WHAT THE TASK ASKS - Write out the entries exactly, leaving out every picture.
—————
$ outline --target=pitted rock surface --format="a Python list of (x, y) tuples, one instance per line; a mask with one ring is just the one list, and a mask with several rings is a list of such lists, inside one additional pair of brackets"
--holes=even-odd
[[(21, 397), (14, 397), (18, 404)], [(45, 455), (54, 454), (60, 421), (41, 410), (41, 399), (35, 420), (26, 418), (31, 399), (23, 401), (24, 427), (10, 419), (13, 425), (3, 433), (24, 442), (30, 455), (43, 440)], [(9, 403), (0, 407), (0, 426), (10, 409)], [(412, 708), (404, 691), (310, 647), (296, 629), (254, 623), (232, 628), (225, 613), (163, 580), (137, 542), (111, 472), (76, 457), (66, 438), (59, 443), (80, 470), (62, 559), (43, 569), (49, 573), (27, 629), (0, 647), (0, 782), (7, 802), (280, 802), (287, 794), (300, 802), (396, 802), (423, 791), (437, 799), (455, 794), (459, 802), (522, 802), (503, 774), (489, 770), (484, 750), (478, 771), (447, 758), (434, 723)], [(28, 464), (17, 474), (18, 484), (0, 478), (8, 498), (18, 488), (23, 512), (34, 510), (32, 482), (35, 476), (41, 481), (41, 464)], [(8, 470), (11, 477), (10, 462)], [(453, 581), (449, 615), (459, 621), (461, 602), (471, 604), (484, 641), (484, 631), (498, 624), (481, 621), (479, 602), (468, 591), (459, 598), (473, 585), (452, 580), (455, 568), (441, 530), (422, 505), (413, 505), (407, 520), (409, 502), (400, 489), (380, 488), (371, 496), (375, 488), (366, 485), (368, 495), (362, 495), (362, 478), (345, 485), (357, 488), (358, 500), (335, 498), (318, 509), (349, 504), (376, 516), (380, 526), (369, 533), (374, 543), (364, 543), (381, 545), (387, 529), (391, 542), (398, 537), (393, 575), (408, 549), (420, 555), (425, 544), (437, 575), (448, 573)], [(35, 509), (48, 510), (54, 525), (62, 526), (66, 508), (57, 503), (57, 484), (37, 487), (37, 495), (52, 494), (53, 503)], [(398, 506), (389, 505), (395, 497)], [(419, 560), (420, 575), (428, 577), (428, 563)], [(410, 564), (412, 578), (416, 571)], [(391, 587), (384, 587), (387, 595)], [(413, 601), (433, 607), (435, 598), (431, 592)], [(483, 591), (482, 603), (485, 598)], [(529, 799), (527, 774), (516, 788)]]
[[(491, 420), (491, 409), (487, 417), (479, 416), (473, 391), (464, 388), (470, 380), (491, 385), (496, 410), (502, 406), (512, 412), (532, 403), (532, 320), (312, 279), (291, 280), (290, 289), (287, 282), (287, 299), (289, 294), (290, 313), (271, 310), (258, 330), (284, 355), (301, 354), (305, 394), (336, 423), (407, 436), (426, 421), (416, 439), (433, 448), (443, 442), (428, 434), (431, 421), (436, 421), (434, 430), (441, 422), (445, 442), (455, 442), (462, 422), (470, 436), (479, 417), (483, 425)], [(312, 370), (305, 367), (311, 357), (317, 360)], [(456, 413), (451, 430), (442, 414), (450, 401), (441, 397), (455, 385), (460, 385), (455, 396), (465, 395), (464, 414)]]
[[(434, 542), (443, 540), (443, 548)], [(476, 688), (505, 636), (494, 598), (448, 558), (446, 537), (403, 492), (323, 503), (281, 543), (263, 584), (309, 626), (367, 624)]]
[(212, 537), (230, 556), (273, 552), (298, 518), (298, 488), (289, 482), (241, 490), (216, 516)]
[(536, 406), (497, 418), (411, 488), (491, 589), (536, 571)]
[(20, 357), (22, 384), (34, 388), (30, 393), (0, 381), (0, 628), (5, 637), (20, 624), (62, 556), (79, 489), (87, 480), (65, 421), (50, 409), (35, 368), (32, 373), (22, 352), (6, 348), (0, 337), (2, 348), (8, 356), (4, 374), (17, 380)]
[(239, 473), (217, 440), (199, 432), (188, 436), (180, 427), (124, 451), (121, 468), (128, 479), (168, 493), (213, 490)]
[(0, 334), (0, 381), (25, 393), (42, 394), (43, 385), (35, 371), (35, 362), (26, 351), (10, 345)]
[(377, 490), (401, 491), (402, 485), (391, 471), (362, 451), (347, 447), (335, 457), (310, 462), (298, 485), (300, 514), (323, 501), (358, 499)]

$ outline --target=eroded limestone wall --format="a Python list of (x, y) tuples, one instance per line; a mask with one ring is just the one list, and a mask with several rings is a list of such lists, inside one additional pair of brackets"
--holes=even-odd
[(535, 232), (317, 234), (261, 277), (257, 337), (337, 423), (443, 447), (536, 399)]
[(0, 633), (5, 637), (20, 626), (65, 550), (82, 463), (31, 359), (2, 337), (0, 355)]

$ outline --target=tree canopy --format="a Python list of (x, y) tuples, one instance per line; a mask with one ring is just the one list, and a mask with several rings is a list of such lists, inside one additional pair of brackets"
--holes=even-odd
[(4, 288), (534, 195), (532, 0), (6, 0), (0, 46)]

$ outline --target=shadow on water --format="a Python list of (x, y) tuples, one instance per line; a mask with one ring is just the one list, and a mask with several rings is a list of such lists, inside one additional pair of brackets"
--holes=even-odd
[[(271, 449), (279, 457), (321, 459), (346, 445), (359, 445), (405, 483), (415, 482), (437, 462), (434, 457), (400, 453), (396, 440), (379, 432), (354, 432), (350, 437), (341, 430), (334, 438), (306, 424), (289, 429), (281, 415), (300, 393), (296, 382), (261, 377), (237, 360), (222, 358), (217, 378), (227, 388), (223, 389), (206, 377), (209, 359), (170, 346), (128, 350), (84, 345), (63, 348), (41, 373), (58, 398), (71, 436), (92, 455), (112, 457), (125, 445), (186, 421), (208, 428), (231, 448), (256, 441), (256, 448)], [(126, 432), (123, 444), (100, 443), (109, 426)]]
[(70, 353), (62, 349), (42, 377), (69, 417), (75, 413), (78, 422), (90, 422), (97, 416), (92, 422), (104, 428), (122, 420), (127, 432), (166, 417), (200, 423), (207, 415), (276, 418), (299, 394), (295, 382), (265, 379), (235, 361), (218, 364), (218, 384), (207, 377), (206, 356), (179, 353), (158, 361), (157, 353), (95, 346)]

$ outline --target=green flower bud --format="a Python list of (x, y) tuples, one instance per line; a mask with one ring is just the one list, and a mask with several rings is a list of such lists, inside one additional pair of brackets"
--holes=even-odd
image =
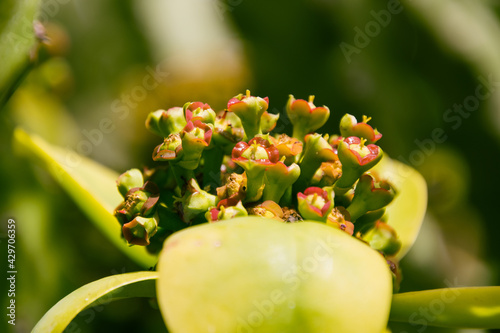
—————
WRITTEN RESPONSE -
$ outline --target=pitted rock surface --format="a Python list of (x, y) tuples, one instance per line; a mask with one ring is just the one list, and a mask with several rings is a list of such lists, inside one additional pair of brackets"
--holes=even-odd
[[(21, 397), (14, 397), (18, 404)], [(45, 455), (54, 454), (60, 421), (41, 410), (41, 399), (35, 420), (26, 418), (31, 399), (23, 401), (24, 427), (10, 419), (13, 425), (3, 433), (24, 442), (30, 455), (43, 440)], [(9, 403), (0, 407), (0, 426), (10, 409)], [(412, 708), (404, 691), (310, 647), (296, 629), (254, 623), (232, 628), (225, 613), (163, 580), (137, 542), (111, 472), (76, 457), (66, 438), (59, 443), (80, 470), (62, 559), (43, 569), (49, 573), (27, 629), (0, 647), (0, 782), (7, 802), (280, 802), (287, 794), (300, 802), (396, 802), (423, 791), (437, 799), (455, 794), (459, 802), (522, 802), (503, 774), (489, 770), (484, 750), (478, 771), (447, 758), (434, 723)], [(28, 464), (17, 474), (18, 484), (0, 478), (8, 498), (18, 488), (23, 512), (34, 510), (32, 482), (35, 476), (41, 481), (41, 464)], [(8, 470), (11, 477), (10, 462)], [(453, 581), (449, 615), (459, 621), (461, 602), (471, 604), (484, 641), (484, 631), (498, 624), (481, 621), (479, 602), (468, 591), (459, 598), (473, 585), (452, 580), (455, 568), (441, 530), (422, 505), (413, 505), (407, 520), (409, 502), (400, 489), (380, 488), (371, 496), (375, 488), (366, 485), (368, 495), (362, 495), (362, 478), (345, 485), (357, 488), (358, 500), (335, 498), (318, 509), (349, 504), (376, 516), (380, 526), (369, 533), (374, 543), (364, 543), (381, 545), (387, 529), (391, 542), (398, 537), (393, 575), (408, 549), (420, 555), (425, 544), (437, 575), (448, 573)], [(35, 509), (48, 510), (54, 525), (62, 526), (66, 508), (57, 503), (57, 484), (37, 487), (37, 495), (52, 494), (53, 503)], [(398, 506), (389, 505), (395, 497)], [(419, 560), (420, 575), (428, 577), (428, 563)], [(410, 564), (412, 578), (416, 571)], [(391, 587), (384, 587), (387, 595)], [(413, 601), (433, 607), (435, 598), (431, 592)], [(483, 591), (482, 603), (485, 598)], [(529, 799), (527, 774), (516, 788)]]
[[(491, 420), (491, 409), (487, 417), (479, 416), (473, 391), (464, 388), (470, 380), (491, 385), (496, 410), (502, 406), (512, 412), (532, 403), (532, 320), (312, 279), (291, 280), (290, 289), (287, 282), (287, 299), (289, 294), (290, 313), (271, 310), (258, 330), (284, 355), (301, 354), (305, 394), (336, 423), (407, 436), (426, 421), (416, 439), (433, 448), (443, 442), (428, 434), (431, 421), (436, 421), (434, 430), (441, 422), (445, 442), (455, 442), (462, 422), (470, 436), (479, 417), (483, 425)], [(312, 370), (305, 367), (311, 357), (317, 360)], [(456, 413), (451, 430), (442, 414), (450, 401), (441, 397), (455, 385), (460, 385), (455, 396), (465, 395), (464, 414)]]
[[(434, 542), (443, 540), (443, 548)], [(476, 688), (505, 636), (494, 598), (448, 558), (446, 537), (403, 492), (323, 503), (281, 543), (263, 584), (309, 626), (367, 624)]]
[(212, 537), (230, 556), (273, 552), (298, 518), (298, 488), (289, 482), (241, 490), (216, 516)]
[(536, 406), (497, 418), (411, 488), (491, 589), (536, 571)]
[(20, 357), (22, 384), (34, 388), (30, 393), (0, 381), (0, 628), (5, 637), (20, 624), (62, 556), (79, 489), (87, 480), (65, 421), (50, 409), (35, 368), (32, 373), (22, 352), (6, 348), (0, 337), (2, 348), (8, 356), (4, 374), (17, 380)]
[(239, 473), (217, 440), (199, 432), (188, 436), (180, 427), (124, 451), (121, 468), (128, 479), (168, 493), (213, 490)]
[(0, 334), (0, 381), (25, 393), (42, 394), (43, 385), (35, 371), (35, 362), (26, 351), (10, 345)]
[(377, 490), (401, 491), (402, 485), (391, 471), (362, 451), (347, 447), (335, 457), (310, 462), (298, 485), (300, 514), (323, 501), (358, 499)]

$ outline --target=eroded limestone wall --format="a Python list of (x, y) tuples, one instance per line; a mask with one ring is just the one list, and a mask with several rings is a list of such lists, inside one additional pair of brackets"
--holes=even-odd
[(535, 232), (317, 234), (261, 277), (257, 337), (337, 423), (443, 447), (536, 399)]
[(0, 633), (5, 637), (20, 626), (65, 550), (82, 463), (31, 359), (2, 337), (0, 355)]

$ outline --target=tree canopy --format="a Python list of (x, y) tuples, one instance per line; a mask with one ring is just the one list, and a mask with several rings is a list of such lists, inside one additional pair of brackets"
--holes=even-odd
[(4, 288), (534, 195), (532, 0), (6, 0), (0, 46)]

$ outline --target=shadow on water --format="a Python list of (x, y) tuples, one instance per line; a mask with one ring is just the one list, and a mask with several rings is a list of such lists, inside one additional pair of brackets"
--holes=even-odd
[[(271, 449), (279, 457), (321, 459), (346, 445), (359, 445), (405, 483), (415, 482), (437, 462), (434, 457), (400, 453), (396, 440), (379, 432), (354, 432), (350, 437), (341, 430), (334, 438), (306, 424), (289, 429), (281, 415), (300, 393), (296, 382), (261, 377), (237, 360), (222, 358), (217, 378), (227, 388), (223, 389), (206, 377), (209, 359), (170, 346), (128, 350), (84, 345), (63, 348), (41, 373), (58, 398), (71, 436), (92, 455), (112, 457), (125, 445), (186, 421), (208, 428), (231, 448), (256, 441), (256, 448)], [(126, 432), (123, 444), (100, 443), (109, 426)]]
[(70, 353), (62, 349), (42, 377), (69, 417), (75, 413), (78, 422), (90, 422), (97, 416), (92, 422), (104, 428), (122, 420), (127, 432), (166, 417), (200, 423), (207, 415), (276, 418), (299, 394), (295, 382), (265, 379), (235, 361), (218, 364), (218, 384), (207, 377), (206, 356), (179, 353), (158, 361), (157, 353), (95, 346)]

$ outline --target=green flower bud --format="a Python list of (x, y) tuples, one instance per line; a mask with one ring is just the one list, and a mask with several rings is a list of such lists, inside one additional pair of brackets"
--holes=even-odd
image =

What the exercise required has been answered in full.